● TEXT:
━━━━━━━━
# CV Joint Bad, what side?



## Johnny Octane (Feb 19, 2002)

Every time I let out the clutch, I hear a metalic clicking sound. This sounds like a CV joint ready to give way. Does anybody know how to tell which side is busted and needs replacing?
I feel no <or very little> shudder on acceleration. I feel no noticeable difference turing the car in either direction. When running overroad reflectors, the left front wheel seems to be a little louder than the right. It sounds a little too....clanky. It might be my imagination though.
So, other than the clicking I hear from a standstill and sometimes off of a shift, thats all I know.


----------



## Tjax (Feb 20, 2003)

*Re: CV Joint Bad, what side? (Johnny Octane)*

Never had a CV goe on my VW, but on other cars I've had, the CV starts clicking when I make turns, progressively getting worse, one time the thing actually fell from the car in a turn. I've never heard of it happening just by engaging the clutch. You may have something else going on. Just my .02.


----------



## Johnny Octane (Feb 19, 2002)

*Re: CV Joint Bad, what side? (Tjax)*

Anybody know what it could be?


----------



## ABA Scirocco (May 30, 2001)

*Re: CV Joint Bad, what side? (Johnny Octane)*

Doesn't really sound like a CV joint, try checking your ball joints. Sometimes a bad joint can cause the symptons you describe.


----------



## Nash50 (Dec 25, 2001)

*Re: CV Joint Bad, what side? (Johnny Octane)*

To check CV joints go to a large parking lot and turn the wheel all the way to the left and go round in a circle...If you hear noise from the CV then it is the right CV causing problems...Do the same thing in the opposite direction and if you hear noise than it is the left one....Outer that is...Harder to diagnose inner CV's and they do go bad...


----------



## Sarwat (Mar 15, 2003)

*Re: CV Joint Bad, what side? (Johnny Octane)*


_Quote, originally posted by *Johnny Octane* »_Every time I let out the clutch, I hear a metalic clicking sound. This sounds like a CV joint ready to give way. Does anybody know how to tell which side is busted and needs replacing?

Funny, that's exactly what my car is doing and that's exactly what I think my problem is too since I know my CV joints on one side are bad. When I make a hard left I hear the clicking. I'll check it out one of these weekends.


----------



## Sarwat (Mar 15, 2003)

*Re: CV Joint Bad, what side? (Nash50)*


_Quote, originally posted by *Nash50* »_To check CV joints go to a large parking lot and turn the wheel all the way to the left and go round in a circle...If you hear noise from the CV then it is the right CV causing problems...Do the same thing in the opposite direction and if you hear noise than it is the left one....Outer that is...Harder to diagnose inner CV's and they do go bad...

I could be wrong here but the diagnoses you mention applies to wheel bearings. On the CV joints, if they are clicking when turning left then the left CV joints are supposed to be bad...but again I could be wrong - I haven't had to replace any in years. Should be easy to check with car up on the lift or jack stands, just look for torn boots.
━━━━━━━━
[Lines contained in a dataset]
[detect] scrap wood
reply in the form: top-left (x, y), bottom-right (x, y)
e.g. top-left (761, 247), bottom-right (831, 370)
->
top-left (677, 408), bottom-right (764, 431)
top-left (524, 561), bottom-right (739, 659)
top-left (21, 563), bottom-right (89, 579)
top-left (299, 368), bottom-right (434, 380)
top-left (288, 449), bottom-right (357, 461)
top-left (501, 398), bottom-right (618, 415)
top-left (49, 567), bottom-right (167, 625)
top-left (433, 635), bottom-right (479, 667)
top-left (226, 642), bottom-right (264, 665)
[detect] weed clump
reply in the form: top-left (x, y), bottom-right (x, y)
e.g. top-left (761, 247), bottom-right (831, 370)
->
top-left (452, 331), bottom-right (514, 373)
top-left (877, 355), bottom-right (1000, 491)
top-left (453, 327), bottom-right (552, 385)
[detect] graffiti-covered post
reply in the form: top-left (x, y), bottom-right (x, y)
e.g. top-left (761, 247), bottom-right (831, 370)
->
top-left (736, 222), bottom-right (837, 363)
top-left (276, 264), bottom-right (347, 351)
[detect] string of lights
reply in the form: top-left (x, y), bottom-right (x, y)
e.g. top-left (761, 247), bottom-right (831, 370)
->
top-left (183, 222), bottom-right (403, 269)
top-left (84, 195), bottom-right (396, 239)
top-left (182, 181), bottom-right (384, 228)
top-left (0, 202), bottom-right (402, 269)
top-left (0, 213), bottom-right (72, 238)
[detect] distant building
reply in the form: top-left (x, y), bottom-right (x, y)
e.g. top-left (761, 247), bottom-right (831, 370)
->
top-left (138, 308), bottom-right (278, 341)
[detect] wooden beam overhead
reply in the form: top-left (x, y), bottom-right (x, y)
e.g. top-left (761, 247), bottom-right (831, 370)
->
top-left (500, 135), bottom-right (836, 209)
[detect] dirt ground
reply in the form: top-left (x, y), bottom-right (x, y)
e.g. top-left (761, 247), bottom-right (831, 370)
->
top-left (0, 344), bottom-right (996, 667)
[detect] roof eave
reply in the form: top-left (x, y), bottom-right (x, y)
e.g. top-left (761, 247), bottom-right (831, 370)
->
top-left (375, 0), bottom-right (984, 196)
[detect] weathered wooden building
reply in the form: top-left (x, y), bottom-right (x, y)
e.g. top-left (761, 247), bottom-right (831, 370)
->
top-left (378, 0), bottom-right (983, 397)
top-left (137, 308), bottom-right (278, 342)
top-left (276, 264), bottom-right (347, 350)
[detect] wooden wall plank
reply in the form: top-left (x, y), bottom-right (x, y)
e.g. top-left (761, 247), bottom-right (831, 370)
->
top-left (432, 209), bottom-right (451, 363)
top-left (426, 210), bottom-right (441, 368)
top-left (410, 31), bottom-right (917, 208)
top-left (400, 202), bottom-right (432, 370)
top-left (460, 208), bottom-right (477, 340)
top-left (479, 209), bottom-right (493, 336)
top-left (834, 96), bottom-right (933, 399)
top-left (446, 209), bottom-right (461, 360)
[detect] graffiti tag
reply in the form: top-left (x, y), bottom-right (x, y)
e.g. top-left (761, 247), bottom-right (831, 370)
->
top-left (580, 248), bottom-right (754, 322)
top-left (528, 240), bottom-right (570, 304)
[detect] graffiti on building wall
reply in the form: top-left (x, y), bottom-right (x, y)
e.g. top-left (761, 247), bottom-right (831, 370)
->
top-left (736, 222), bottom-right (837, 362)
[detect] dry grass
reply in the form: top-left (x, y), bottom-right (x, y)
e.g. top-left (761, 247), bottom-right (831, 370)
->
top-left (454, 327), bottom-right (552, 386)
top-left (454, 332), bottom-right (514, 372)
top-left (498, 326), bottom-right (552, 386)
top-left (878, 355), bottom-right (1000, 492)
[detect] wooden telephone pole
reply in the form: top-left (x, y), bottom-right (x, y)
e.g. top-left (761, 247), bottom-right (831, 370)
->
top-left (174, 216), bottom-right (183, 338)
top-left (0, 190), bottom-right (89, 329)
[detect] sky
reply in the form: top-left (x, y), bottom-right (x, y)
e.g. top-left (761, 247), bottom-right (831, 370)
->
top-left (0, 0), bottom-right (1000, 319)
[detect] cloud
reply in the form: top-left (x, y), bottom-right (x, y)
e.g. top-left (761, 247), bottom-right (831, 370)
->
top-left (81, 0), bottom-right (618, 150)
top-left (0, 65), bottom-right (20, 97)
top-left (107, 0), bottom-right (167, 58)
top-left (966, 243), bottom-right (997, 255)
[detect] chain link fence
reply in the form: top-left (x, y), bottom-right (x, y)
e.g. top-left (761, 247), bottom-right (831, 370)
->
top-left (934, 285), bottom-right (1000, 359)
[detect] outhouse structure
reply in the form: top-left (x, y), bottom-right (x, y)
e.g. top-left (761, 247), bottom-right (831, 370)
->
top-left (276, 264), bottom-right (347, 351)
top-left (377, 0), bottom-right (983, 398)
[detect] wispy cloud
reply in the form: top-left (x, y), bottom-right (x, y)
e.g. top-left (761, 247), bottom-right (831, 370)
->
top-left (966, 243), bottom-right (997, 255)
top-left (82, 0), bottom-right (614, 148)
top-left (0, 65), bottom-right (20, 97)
━━━━━━━━
● EXERCISE REQUIREMENTS: Write the next part of the forum thread about a clicking CV joint, starting right after its last post. These lines are a separate set of material with no connection to the forum thread.

● EXERCISE ANSWER:
----------



## jetta2u (Jun 18, 2002)

*Re: CV Joint Bad, what side? (Sarwat)*

i just had the same problem--after a month or more i broke down --going from 1st to 2nd let out the clutch in 2nd and that was all she wrote --i pop the hood put the car in gear and my axle was broken spinning at the tranny -get under there and my pass.axle was on its way so-i changed the both --noticed about 1/2 pint of tranny fluid in the cv -its time for new tranny seals and i still have some noise up front -wheel bearings are done the front end is a little loose--its now time for clutch, 4k tranny swap,rear main oil seal ,wheel bearings ,ball joints,and tie rods


----------



## Sarwat (Mar 15, 2003)

*Re: CV Joint Bad, what side? (jetta2u)*

OK so what size shafts do I need ? 90mm or 100mm ? its a bone stock 86 Jetta GL coupe.
Thx


----------



## jetta2u (Jun 18, 2002)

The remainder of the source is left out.